**Aim of the task:**
What you return must match the data exactly, line for line.
Material supplied Block Start
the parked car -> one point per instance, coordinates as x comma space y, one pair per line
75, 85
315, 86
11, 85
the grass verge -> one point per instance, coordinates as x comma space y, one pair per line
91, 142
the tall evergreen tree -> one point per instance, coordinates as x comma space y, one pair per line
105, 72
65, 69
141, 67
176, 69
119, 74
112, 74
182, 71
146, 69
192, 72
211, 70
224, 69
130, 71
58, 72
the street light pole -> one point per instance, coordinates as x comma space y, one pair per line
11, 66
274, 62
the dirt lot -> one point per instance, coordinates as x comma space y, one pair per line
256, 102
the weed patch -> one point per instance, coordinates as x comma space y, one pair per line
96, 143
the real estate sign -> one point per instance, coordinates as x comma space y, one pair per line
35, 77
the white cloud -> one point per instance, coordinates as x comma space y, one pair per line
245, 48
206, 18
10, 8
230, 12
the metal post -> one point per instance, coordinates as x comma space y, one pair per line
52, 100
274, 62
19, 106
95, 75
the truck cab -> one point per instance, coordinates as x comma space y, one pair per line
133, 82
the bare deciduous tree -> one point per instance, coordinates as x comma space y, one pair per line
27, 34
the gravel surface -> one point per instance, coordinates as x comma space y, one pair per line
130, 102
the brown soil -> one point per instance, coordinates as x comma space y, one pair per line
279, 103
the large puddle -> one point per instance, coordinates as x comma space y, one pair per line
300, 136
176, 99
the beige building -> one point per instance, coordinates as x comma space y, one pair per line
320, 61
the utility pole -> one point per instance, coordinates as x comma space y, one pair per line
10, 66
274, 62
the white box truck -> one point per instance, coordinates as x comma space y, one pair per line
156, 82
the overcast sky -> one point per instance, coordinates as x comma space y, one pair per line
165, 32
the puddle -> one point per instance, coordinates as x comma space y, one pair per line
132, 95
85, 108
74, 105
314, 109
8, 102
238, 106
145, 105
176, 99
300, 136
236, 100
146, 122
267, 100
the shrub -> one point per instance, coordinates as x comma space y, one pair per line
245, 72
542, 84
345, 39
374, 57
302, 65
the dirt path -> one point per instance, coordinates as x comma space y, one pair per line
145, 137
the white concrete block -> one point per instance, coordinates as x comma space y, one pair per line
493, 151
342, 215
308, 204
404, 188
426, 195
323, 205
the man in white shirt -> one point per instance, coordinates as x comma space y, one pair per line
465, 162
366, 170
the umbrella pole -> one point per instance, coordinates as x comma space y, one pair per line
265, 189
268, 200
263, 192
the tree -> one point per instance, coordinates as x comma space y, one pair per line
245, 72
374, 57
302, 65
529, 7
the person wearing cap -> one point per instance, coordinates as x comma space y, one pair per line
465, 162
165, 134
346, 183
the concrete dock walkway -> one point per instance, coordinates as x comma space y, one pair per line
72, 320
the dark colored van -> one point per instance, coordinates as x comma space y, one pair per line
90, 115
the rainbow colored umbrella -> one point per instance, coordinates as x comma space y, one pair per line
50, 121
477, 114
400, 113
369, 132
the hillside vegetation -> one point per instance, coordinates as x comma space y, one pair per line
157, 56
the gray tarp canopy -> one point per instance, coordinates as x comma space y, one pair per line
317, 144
Material supplied Block End
**Reply to the task:**
the parked car -> one point per instance, coordinates as x comma space y, one pair per line
75, 85
315, 86
11, 85
the grass verge -> one point per instance, coordinates as x comma space y, one pair per line
91, 142
the tall evergreen tree -> one point per instance, coordinates as x comma space y, one pair per line
105, 72
65, 69
141, 67
176, 69
119, 74
112, 74
182, 71
146, 69
192, 72
211, 70
224, 69
130, 71
58, 72
the street light pole -> one point per instance, coordinates as x comma space y, one pair per line
11, 66
274, 62
the dirt lot -> one point per instance, coordinates as x comma space y, one pair per line
256, 102
the weed patch -> one point per instance, coordinates as x comma space y, one pair per line
96, 143
the real estate sign -> one point per instance, coordinates as x comma space y, one pair per line
35, 77
the white cloud -> one point per instance, coordinates as x comma space y, one pair per line
245, 48
206, 18
10, 8
230, 12
the metal post -> one point per instance, coordinates as x comma space y, one pair per line
52, 100
274, 62
19, 106
95, 75
the truck cab -> one point per instance, coordinates as x comma space y, one pair per line
133, 82
the bare deciduous tree -> one point per instance, coordinates as x comma space y, one pair per line
27, 34
the gravel surface -> one point per instance, coordinates as x comma space y, one pair per line
130, 102
the brown soil -> one point per instance, coordinates as x comma space y, one pair per line
279, 103
the large puddle -> one point per instance, coordinates as x comma space y, one pair per line
300, 136
176, 99
the beige building -> one point per instance, coordinates as x comma space y, one pair per line
320, 61
the utility pole -> one point per instance, coordinates as x comma space y, one pair per line
10, 66
274, 62
the white box truck -> one point per instance, coordinates as x comma space y, one pair per line
156, 82
the overcast sky -> one point per instance, coordinates as x comma space y, one pair per line
165, 32
the puddle -> one point per instance, coordinates as x comma space y, one pair per line
132, 95
85, 108
74, 105
314, 109
8, 102
238, 106
145, 105
176, 99
300, 136
236, 100
146, 122
267, 100
the shrub -> one point per instance, coordinates as x comma space y, one pair per line
245, 72
542, 84
345, 39
374, 57
302, 65
the dirt path -> one point per instance, coordinates as x comma space y, one pair per line
145, 137
the white concrete block -> one point per instance, coordinates as x comma space y, one pair per line
493, 151
342, 215
308, 204
404, 188
426, 195
323, 205
the man in white shirt -> one point per instance, coordinates as x comma space y, one pair per line
465, 162
366, 170
the umbrella pole -> one point per instance, coordinates as x comma space y, one pair per line
265, 189
268, 200
263, 192
the tree -> one point per instance, coordinates as x comma space y, one pair per line
245, 72
374, 57
302, 65
529, 7
the person wearing cap -> one point per instance, coordinates as x comma space y, one pair per line
465, 162
165, 134
346, 183
the concrete dock walkway -> one point per instance, coordinates as x comma space y, one pair per line
72, 320
the dark colored van -> one point per instance, coordinates as x comma space y, one pair per line
90, 115
the rainbow colored umbrella -> one point per instance, coordinates as x comma space y, one pair per line
50, 121
477, 114
400, 113
369, 132
the hillside vegetation -> one point per instance, coordinates as x comma space y, one pair per line
157, 56
the gray tarp canopy -> one point per instance, coordinates as x comma space y, one pair per line
317, 144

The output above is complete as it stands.